Tuesday, October 15, 2013

Hawaii day 8 and day 9



Day 8      

       While we spend our last full day in Kauai exploring its longest beach, on the western shore, and snorkeling near our condo looking for sea turtles, you should learn with us a bit more of the human history of this area.

       Hawaiʻiloa, according to Hawaiian legend, was the Polynesian navigator who discovered these islands; he named this particular island Kauaʻi, for his favorite son.  The island people here spoke a distinct dialect, which is still being spoken on the nearby island of Niʻihau, visible to us as we traveled around the southwestern coast. The Hawaiian language uses only 14 letters, the letter k being perhaps the most popular consonant.  The people of Ni’ihau still pronounce it with a “t” sound, just as the ancient Polynesians.

 Polihale Beach, west coast of Kauai
 
       Until Cook’s landing here in the late 18th century, the islands were governed as separate kingdoms and had a population estimated at 300,000.  This was ended with the reign of King Kamehameha, when the islands of Kauaʻi and Niʻihau were the last to be brought under his rule.  It took three tries, the first two involving tremendous armadas of ships and canoes.  The third effort was the charm, when the king of these two islands took one look and blinked.  He joined the kingdom without a fight, ceding the islands to the Kingdom of Hawai’i upon his death in 1824.  Within 100 years, there were less than 50,000, and today there are well under 1,000 pure Hawaiians.

- Prompt 1:
Answer these from the Kauai travel post:
(a) How many letters does the Hawaiian language use?
(b) According to legend, who was Kauaʻi named for?
(c) In what year were Kauaʻi and Niʻihau ceded to the Kingdom of Hawai'i?
- Prompt 2: Copy out the stretch of the Kauai travel post from "Hawaii day 8" through "the ancient Polynesians.".
- Prompt 3: Pick up the Kauai travel post after its last sentence and keep writing in the same voice.

- Data excerpts:
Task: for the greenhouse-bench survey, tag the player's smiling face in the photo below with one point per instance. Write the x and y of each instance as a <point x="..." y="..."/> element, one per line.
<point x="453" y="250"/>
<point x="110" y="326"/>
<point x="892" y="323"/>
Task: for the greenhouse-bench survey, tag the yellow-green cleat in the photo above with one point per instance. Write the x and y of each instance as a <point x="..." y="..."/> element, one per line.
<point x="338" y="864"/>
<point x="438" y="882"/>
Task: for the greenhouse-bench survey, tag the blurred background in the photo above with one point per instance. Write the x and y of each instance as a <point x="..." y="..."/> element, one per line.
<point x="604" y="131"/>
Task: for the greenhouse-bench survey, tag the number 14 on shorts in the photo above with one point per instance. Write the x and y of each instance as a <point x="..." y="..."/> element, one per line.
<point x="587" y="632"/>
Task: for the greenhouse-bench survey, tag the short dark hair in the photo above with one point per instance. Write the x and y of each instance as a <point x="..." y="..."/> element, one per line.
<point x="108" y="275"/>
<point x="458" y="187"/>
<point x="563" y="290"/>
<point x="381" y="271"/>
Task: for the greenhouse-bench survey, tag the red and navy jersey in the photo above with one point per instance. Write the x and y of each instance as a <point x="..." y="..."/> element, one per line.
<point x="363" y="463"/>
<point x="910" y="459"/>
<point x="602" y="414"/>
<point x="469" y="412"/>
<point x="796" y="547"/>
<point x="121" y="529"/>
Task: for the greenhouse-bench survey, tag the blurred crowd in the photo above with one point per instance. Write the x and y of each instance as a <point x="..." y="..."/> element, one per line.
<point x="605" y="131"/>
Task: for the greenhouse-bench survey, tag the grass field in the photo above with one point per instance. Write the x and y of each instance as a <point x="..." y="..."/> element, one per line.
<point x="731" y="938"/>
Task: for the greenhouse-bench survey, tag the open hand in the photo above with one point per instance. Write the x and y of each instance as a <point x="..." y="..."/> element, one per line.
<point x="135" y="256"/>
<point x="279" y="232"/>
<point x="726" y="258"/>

- Exercise response 1:
(a) 14
(b) Hawaiʻiloa's favorite son
(c) 1824

- Exercise response 2:
Hawaii day 8 and day 9



Day 8      

       While we spend our last full day in Kauai exploring its longest beach, on the western shore, and snorkeling near our condo looking for sea turtles, you should learn with us a bit more of the human history of this area.

       Hawaiʻiloa, according to Hawaiian legend, was the Polynesian navigator who discovered these islands; he named this particular island Kauaʻi, for his favorite son.  The island people here spoke a distinct dialect, which is still being spoken on the nearby island of Niʻihau, visible to us as we traveled around the southwestern coast. The Hawaiian language uses only 14 letters, the letter k being perhaps the most popular consonant.  The people of Ni’ihau still pronounce it with a “t” sound, just as the ancient Polynesians.

- Exercise response 3:
       Before long, the islands were under the control of five corporations, all of which included descendants of the island’s nobility.  You could not do business in Hawaii without the consent of this consortium.  Only Sears Roebuck & Co. was able to break the monopoly when it opened a store in O’ahu; when the families announced their ships would not bring Sears goods to Hawaii, Sears announced it would buy a steamship line.  The families wisely relented.

 
       When the last of the Kamehameha line died childless, a new king was elected by popular vote in 1873 and a new lineage was established.  That ended in 1873, when a coup supported by the business cartel was backed by American marines (sent by President Harrison to “support American lives”) and the queen surrendered to the U.S. Ambassador.  Although incoming President Grover Cleveland was angered at this veiled takeover of an independent country, eventually the whole place was annexed by the United States in 1898, following a vote in which relative few Hawaiians were allowed to vote because of property and income qualifications imposed by the original conspirators.  So the later words of U.S. Senator S. J. Hayakawa have great historical significance to the people of the state:  “We should keep the Panama Canal; after all, we stole it fair and square.”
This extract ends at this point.